- _THE TASK_
Repeat every record below exactly as written.

- _Point annotation records_
************

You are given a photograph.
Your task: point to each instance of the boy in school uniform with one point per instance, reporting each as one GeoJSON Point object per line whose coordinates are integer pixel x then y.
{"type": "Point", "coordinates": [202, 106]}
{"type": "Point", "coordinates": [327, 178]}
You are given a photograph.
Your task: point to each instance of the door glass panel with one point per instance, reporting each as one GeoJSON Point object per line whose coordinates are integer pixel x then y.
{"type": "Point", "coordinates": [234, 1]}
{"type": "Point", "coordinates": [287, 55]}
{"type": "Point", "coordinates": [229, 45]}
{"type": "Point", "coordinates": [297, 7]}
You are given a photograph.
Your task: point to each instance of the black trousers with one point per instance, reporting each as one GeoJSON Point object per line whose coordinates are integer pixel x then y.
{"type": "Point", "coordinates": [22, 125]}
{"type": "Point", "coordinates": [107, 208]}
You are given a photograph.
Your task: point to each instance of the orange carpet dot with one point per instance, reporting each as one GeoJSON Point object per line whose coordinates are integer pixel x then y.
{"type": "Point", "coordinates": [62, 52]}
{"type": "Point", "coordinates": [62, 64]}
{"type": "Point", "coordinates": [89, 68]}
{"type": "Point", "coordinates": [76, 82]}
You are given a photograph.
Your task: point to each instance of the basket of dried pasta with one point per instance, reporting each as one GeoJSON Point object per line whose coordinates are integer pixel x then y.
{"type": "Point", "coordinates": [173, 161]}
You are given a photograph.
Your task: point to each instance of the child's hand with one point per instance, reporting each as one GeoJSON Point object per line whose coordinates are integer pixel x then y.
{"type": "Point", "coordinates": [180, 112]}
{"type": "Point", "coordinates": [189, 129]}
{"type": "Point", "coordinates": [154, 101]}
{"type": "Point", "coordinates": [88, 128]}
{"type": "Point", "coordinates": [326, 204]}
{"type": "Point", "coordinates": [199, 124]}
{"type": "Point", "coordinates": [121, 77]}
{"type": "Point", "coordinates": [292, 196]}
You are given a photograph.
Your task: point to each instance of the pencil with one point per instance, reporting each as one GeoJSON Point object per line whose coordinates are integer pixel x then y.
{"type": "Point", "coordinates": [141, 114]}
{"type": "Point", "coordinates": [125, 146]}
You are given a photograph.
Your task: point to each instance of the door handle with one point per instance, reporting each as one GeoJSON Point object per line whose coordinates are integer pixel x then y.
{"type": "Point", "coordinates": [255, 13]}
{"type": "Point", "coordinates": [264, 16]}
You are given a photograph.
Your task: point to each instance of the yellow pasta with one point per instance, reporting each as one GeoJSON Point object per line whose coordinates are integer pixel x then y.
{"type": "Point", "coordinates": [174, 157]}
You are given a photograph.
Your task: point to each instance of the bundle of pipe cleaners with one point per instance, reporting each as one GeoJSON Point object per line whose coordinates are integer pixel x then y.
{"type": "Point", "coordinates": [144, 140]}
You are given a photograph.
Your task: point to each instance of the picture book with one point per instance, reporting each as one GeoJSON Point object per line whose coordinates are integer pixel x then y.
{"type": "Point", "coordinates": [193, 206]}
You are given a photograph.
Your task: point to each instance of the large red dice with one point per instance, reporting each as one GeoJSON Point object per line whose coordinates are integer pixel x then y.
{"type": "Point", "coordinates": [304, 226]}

************

- _SOLVED EXERCISE_
You are given a photograph.
Your task: point to each instance of the boy in school uniform with one point per instance, reporting each as one GeoJSON Point object per line whose coordinates are integer pixel x then y.
{"type": "Point", "coordinates": [202, 106]}
{"type": "Point", "coordinates": [327, 178]}
You are given a photograph.
Your task: point to each instance of the door glass panel with one point per instance, reporting each as one GeoJSON Point object per line whose coordinates are integer pixel x then y.
{"type": "Point", "coordinates": [234, 1]}
{"type": "Point", "coordinates": [287, 55]}
{"type": "Point", "coordinates": [229, 45]}
{"type": "Point", "coordinates": [297, 7]}
You are given a photograph.
Your task: point to each instance of the black trousers with one point per instance, reporting each as one GeoJSON Point object per line whose coordinates are integer pixel x then y.
{"type": "Point", "coordinates": [22, 125]}
{"type": "Point", "coordinates": [107, 208]}
You are given a photograph.
Your task: point to each instance of the orange carpet dot with one point per instance, reporting each as one GeoJSON Point object per line whose coordinates are integer pixel x then y.
{"type": "Point", "coordinates": [62, 52]}
{"type": "Point", "coordinates": [62, 64]}
{"type": "Point", "coordinates": [89, 68]}
{"type": "Point", "coordinates": [76, 82]}
You are given a photograph.
Your task: point to each instance of the basket of dried pasta with one point per instance, reporting each as one GeoJSON Point object per line whose coordinates are integer pixel x then y.
{"type": "Point", "coordinates": [173, 161]}
You are given a photograph.
Your task: point to each instance of the child's hand with one point per instance, reporting each as one GeoJSON Point object per line whose coordinates are integer pixel x then y.
{"type": "Point", "coordinates": [180, 112]}
{"type": "Point", "coordinates": [189, 129]}
{"type": "Point", "coordinates": [154, 101]}
{"type": "Point", "coordinates": [88, 128]}
{"type": "Point", "coordinates": [326, 204]}
{"type": "Point", "coordinates": [199, 124]}
{"type": "Point", "coordinates": [121, 77]}
{"type": "Point", "coordinates": [292, 196]}
You are given a photograph.
Your task: point to each instance of the pencil with one point per instance, reporting each as one GeoJSON Point object per line whose coordinates are integer pixel x then y.
{"type": "Point", "coordinates": [141, 114]}
{"type": "Point", "coordinates": [125, 146]}
You are given a photograph.
Your task: point to each instance of the door handle with one point per instance, reporting each as one GeoJSON Point object per line whose coordinates are integer pixel x then y.
{"type": "Point", "coordinates": [255, 13]}
{"type": "Point", "coordinates": [264, 16]}
You are given a photograph.
Your task: point to each instance of the yellow pasta with one point per instance, reporting each as one GeoJSON Point object per line whose coordinates are integer pixel x then y.
{"type": "Point", "coordinates": [174, 157]}
You are given a photograph.
Your task: point to each instance of the bundle of pipe cleaners with one point per instance, reporting each as one GeoJSON Point object per line whose coordinates are integer pixel x then y.
{"type": "Point", "coordinates": [144, 140]}
You are given a photograph.
Your task: point to each instance of the picture book with one point per instance, reporting each as one GeoJSON Point object per line whose coordinates are integer pixel x then y.
{"type": "Point", "coordinates": [193, 206]}
You are given a photograph.
Your task: point to each instance of the large red dice with one point per instance, reporting each as one GeoJSON Point object per line whose coordinates are integer pixel x then y.
{"type": "Point", "coordinates": [304, 226]}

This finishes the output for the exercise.